(Region annotation items)
|---|
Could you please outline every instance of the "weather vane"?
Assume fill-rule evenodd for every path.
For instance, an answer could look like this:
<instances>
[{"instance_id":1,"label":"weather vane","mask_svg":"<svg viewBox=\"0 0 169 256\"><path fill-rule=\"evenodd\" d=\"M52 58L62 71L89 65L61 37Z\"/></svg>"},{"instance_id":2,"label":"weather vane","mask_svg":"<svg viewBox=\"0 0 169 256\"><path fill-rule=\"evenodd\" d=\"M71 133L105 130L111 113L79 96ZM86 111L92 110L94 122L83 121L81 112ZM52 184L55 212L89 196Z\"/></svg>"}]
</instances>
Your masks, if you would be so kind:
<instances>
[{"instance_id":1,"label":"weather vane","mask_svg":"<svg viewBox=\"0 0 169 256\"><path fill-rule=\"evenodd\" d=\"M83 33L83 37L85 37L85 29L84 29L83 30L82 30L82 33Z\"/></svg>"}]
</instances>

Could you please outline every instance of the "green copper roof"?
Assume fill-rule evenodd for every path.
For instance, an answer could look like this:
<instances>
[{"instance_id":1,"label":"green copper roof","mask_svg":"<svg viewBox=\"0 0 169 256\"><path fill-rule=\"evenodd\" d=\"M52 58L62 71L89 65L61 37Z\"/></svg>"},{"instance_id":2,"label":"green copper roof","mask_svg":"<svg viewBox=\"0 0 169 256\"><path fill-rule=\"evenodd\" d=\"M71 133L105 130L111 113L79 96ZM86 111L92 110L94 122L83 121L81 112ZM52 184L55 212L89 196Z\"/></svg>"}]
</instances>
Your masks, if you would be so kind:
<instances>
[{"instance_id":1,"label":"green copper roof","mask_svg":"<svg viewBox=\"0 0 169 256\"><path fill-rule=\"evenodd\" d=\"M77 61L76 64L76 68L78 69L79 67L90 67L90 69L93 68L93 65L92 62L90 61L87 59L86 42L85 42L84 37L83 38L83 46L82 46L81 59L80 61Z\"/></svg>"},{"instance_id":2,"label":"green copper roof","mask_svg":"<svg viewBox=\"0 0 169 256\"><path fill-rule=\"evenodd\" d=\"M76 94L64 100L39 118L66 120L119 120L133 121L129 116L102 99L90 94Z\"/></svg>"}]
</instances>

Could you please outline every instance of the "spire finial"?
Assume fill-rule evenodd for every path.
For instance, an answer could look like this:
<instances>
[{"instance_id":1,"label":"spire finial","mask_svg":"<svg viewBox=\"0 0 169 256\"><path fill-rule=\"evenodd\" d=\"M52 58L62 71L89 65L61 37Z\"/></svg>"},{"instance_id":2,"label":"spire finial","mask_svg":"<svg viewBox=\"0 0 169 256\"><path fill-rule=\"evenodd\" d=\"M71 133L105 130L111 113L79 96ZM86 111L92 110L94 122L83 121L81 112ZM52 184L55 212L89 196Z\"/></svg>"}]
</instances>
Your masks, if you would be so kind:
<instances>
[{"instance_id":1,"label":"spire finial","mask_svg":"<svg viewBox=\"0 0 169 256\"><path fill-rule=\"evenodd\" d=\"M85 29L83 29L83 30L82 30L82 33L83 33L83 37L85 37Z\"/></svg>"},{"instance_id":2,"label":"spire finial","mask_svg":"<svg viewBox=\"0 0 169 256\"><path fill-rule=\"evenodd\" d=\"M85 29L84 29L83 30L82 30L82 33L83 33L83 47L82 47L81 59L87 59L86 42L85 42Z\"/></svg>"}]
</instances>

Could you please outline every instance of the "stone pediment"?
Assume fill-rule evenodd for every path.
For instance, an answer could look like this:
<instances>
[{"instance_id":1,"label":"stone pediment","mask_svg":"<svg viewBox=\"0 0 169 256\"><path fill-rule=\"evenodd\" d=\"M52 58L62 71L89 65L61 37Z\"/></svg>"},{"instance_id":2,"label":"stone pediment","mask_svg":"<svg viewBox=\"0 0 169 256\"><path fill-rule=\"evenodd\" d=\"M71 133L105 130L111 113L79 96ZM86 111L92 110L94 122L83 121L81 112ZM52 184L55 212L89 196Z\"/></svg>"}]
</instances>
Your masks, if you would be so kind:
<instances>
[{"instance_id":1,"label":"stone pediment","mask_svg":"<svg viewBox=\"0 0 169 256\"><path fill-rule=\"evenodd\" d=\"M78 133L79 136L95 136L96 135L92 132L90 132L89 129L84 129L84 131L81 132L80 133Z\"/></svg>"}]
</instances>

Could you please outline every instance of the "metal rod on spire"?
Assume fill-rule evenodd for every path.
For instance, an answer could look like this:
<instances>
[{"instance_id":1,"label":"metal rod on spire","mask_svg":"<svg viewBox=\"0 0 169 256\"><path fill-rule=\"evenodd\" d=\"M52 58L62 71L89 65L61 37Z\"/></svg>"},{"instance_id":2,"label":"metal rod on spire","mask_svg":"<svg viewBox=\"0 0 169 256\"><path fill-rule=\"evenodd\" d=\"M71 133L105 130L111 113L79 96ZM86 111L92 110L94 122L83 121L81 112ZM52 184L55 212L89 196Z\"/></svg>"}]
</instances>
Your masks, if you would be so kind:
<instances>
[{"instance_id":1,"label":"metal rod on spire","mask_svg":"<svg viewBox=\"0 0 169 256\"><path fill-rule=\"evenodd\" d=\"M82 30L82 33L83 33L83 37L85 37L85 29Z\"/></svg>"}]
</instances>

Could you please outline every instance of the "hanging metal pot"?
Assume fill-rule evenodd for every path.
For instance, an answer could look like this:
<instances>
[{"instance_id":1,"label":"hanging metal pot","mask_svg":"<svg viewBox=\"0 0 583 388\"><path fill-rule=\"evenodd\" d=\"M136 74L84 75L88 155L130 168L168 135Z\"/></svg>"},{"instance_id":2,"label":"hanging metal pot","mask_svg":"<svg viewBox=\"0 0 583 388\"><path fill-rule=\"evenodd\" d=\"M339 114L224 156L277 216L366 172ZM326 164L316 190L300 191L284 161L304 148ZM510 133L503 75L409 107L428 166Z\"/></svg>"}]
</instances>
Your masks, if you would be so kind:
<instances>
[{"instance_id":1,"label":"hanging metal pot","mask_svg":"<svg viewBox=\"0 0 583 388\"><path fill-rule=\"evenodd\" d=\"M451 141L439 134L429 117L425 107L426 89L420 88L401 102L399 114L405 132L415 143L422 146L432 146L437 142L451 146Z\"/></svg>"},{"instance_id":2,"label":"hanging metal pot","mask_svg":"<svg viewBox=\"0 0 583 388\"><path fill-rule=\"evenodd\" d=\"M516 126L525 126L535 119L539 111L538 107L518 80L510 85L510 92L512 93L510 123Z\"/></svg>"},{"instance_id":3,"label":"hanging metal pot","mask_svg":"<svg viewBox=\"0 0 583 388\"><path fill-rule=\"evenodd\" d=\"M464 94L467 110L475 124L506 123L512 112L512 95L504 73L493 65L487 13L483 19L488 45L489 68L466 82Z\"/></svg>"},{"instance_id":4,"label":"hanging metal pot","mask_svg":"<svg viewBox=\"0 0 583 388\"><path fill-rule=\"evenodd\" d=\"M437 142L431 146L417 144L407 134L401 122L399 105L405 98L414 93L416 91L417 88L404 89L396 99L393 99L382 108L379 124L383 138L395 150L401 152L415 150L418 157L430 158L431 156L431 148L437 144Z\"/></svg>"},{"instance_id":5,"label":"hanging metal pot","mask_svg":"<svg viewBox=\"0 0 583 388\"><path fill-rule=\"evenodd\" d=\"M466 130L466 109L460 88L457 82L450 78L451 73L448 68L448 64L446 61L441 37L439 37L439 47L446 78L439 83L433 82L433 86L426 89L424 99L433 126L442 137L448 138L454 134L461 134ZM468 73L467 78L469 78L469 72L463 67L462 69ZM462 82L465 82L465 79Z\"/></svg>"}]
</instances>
|---|
- WHAT THE TASK REQUIRES -
The records above need to be transcribed in full. Keep every character unchanged.

- TASK OUTPUT -
Could you please outline every instance of the "weather vane"?
Assume fill-rule evenodd for every path.
For instance, an answer could look like this:
<instances>
[{"instance_id":1,"label":"weather vane","mask_svg":"<svg viewBox=\"0 0 169 256\"><path fill-rule=\"evenodd\" d=\"M52 58L62 71L89 65L61 37Z\"/></svg>"},{"instance_id":2,"label":"weather vane","mask_svg":"<svg viewBox=\"0 0 169 256\"><path fill-rule=\"evenodd\" d=\"M71 133L105 130L111 113L79 96ZM86 111L92 110L94 122L83 121L81 112ZM52 184L55 212L89 196Z\"/></svg>"}]
</instances>
Your masks, if you would be so kind:
<instances>
[{"instance_id":1,"label":"weather vane","mask_svg":"<svg viewBox=\"0 0 169 256\"><path fill-rule=\"evenodd\" d=\"M83 33L83 37L85 37L85 29L84 29L83 30L82 30L82 33Z\"/></svg>"}]
</instances>

Could you please outline every instance of the "green copper roof"?
Assume fill-rule evenodd for every path.
For instance, an answer could look like this:
<instances>
[{"instance_id":1,"label":"green copper roof","mask_svg":"<svg viewBox=\"0 0 169 256\"><path fill-rule=\"evenodd\" d=\"M52 58L62 71L89 65L61 37Z\"/></svg>"},{"instance_id":2,"label":"green copper roof","mask_svg":"<svg viewBox=\"0 0 169 256\"><path fill-rule=\"evenodd\" d=\"M71 133L105 130L111 113L79 96ZM86 111L92 110L94 122L83 121L81 112ZM52 184L55 212L89 196Z\"/></svg>"}]
</instances>
Your masks, if you would be so kind:
<instances>
[{"instance_id":1,"label":"green copper roof","mask_svg":"<svg viewBox=\"0 0 169 256\"><path fill-rule=\"evenodd\" d=\"M77 61L76 64L76 68L78 69L79 67L90 67L90 69L93 68L93 65L92 62L90 61L87 59L86 42L85 42L84 37L83 38L83 46L82 46L81 59L80 61Z\"/></svg>"},{"instance_id":2,"label":"green copper roof","mask_svg":"<svg viewBox=\"0 0 169 256\"><path fill-rule=\"evenodd\" d=\"M76 94L64 100L39 118L66 120L119 120L133 121L129 116L102 99L90 94Z\"/></svg>"}]
</instances>

Could you please outline every instance of the "spire finial"?
Assume fill-rule evenodd for every path.
For instance, an answer could look like this:
<instances>
[{"instance_id":1,"label":"spire finial","mask_svg":"<svg viewBox=\"0 0 169 256\"><path fill-rule=\"evenodd\" d=\"M52 58L62 71L89 65L61 37Z\"/></svg>"},{"instance_id":2,"label":"spire finial","mask_svg":"<svg viewBox=\"0 0 169 256\"><path fill-rule=\"evenodd\" d=\"M71 133L105 130L111 113L79 96ZM86 111L92 110L94 122L83 121L81 112ZM52 184L55 212L89 196Z\"/></svg>"}]
</instances>
Your masks, if you would be so kind:
<instances>
[{"instance_id":1,"label":"spire finial","mask_svg":"<svg viewBox=\"0 0 169 256\"><path fill-rule=\"evenodd\" d=\"M85 29L83 29L83 30L82 30L82 33L83 33L83 37L85 37Z\"/></svg>"},{"instance_id":2,"label":"spire finial","mask_svg":"<svg viewBox=\"0 0 169 256\"><path fill-rule=\"evenodd\" d=\"M85 29L84 29L83 30L82 30L82 33L83 33L83 47L82 47L81 59L87 59L86 42L85 42Z\"/></svg>"}]
</instances>

Could you please outline every instance of the "stone pediment"?
Assume fill-rule evenodd for every path.
For instance, an answer could look like this:
<instances>
[{"instance_id":1,"label":"stone pediment","mask_svg":"<svg viewBox=\"0 0 169 256\"><path fill-rule=\"evenodd\" d=\"M52 58L62 71L89 65L61 37Z\"/></svg>"},{"instance_id":2,"label":"stone pediment","mask_svg":"<svg viewBox=\"0 0 169 256\"><path fill-rule=\"evenodd\" d=\"M71 133L105 130L111 113L79 96ZM86 111L92 110L94 122L83 121L81 112ZM52 184L55 212L89 196Z\"/></svg>"}]
</instances>
Your masks, if you would be so kind:
<instances>
[{"instance_id":1,"label":"stone pediment","mask_svg":"<svg viewBox=\"0 0 169 256\"><path fill-rule=\"evenodd\" d=\"M78 133L79 136L95 136L96 135L92 132L90 132L89 129L84 129L84 131L81 132L80 133Z\"/></svg>"}]
</instances>

Could you please outline every instance of the "metal rod on spire"?
Assume fill-rule evenodd for every path.
For instance, an answer could look like this:
<instances>
[{"instance_id":1,"label":"metal rod on spire","mask_svg":"<svg viewBox=\"0 0 169 256\"><path fill-rule=\"evenodd\" d=\"M52 58L62 71L89 65L61 37Z\"/></svg>"},{"instance_id":2,"label":"metal rod on spire","mask_svg":"<svg viewBox=\"0 0 169 256\"><path fill-rule=\"evenodd\" d=\"M71 133L105 130L111 113L79 96ZM86 111L92 110L94 122L83 121L81 112ZM52 184L55 212L89 196Z\"/></svg>"}]
</instances>
Your masks, if you would be so kind:
<instances>
[{"instance_id":1,"label":"metal rod on spire","mask_svg":"<svg viewBox=\"0 0 169 256\"><path fill-rule=\"evenodd\" d=\"M82 30L82 33L83 33L83 37L85 37L85 29Z\"/></svg>"}]
</instances>

Could you please outline every instance of the "hanging metal pot"?
Assume fill-rule evenodd for every path.
For instance, an answer could look like this:
<instances>
[{"instance_id":1,"label":"hanging metal pot","mask_svg":"<svg viewBox=\"0 0 583 388\"><path fill-rule=\"evenodd\" d=\"M136 74L84 75L88 155L130 168L168 135Z\"/></svg>"},{"instance_id":2,"label":"hanging metal pot","mask_svg":"<svg viewBox=\"0 0 583 388\"><path fill-rule=\"evenodd\" d=\"M339 114L224 156L277 216L366 172ZM326 164L316 190L300 191L284 161L304 148ZM510 133L503 75L409 107L428 166Z\"/></svg>"}]
</instances>
Your masks, if you would be so kind:
<instances>
[{"instance_id":1,"label":"hanging metal pot","mask_svg":"<svg viewBox=\"0 0 583 388\"><path fill-rule=\"evenodd\" d=\"M451 141L439 134L429 117L425 107L426 89L420 88L401 102L399 114L405 132L415 143L422 146L432 146L437 142L451 146Z\"/></svg>"},{"instance_id":2,"label":"hanging metal pot","mask_svg":"<svg viewBox=\"0 0 583 388\"><path fill-rule=\"evenodd\" d=\"M516 126L525 126L535 119L539 111L538 107L518 80L510 85L510 92L512 93L510 123Z\"/></svg>"},{"instance_id":3,"label":"hanging metal pot","mask_svg":"<svg viewBox=\"0 0 583 388\"><path fill-rule=\"evenodd\" d=\"M464 94L467 110L475 124L506 123L512 112L512 95L504 73L493 65L487 13L483 19L488 45L489 68L466 82Z\"/></svg>"},{"instance_id":4,"label":"hanging metal pot","mask_svg":"<svg viewBox=\"0 0 583 388\"><path fill-rule=\"evenodd\" d=\"M437 142L431 146L417 144L407 134L401 122L399 105L405 98L414 93L416 91L417 88L404 89L396 99L393 99L382 108L379 124L383 138L395 150L401 152L415 150L418 157L430 158L431 156L431 148L437 144Z\"/></svg>"},{"instance_id":5,"label":"hanging metal pot","mask_svg":"<svg viewBox=\"0 0 583 388\"><path fill-rule=\"evenodd\" d=\"M466 130L466 109L460 88L457 82L450 78L451 73L448 68L448 64L446 61L441 37L439 37L439 47L446 78L439 83L433 82L433 86L426 89L424 99L433 126L442 137L448 138L454 134L461 134ZM468 73L467 78L469 78L469 72L463 67L462 69ZM462 82L465 82L465 79Z\"/></svg>"}]
</instances>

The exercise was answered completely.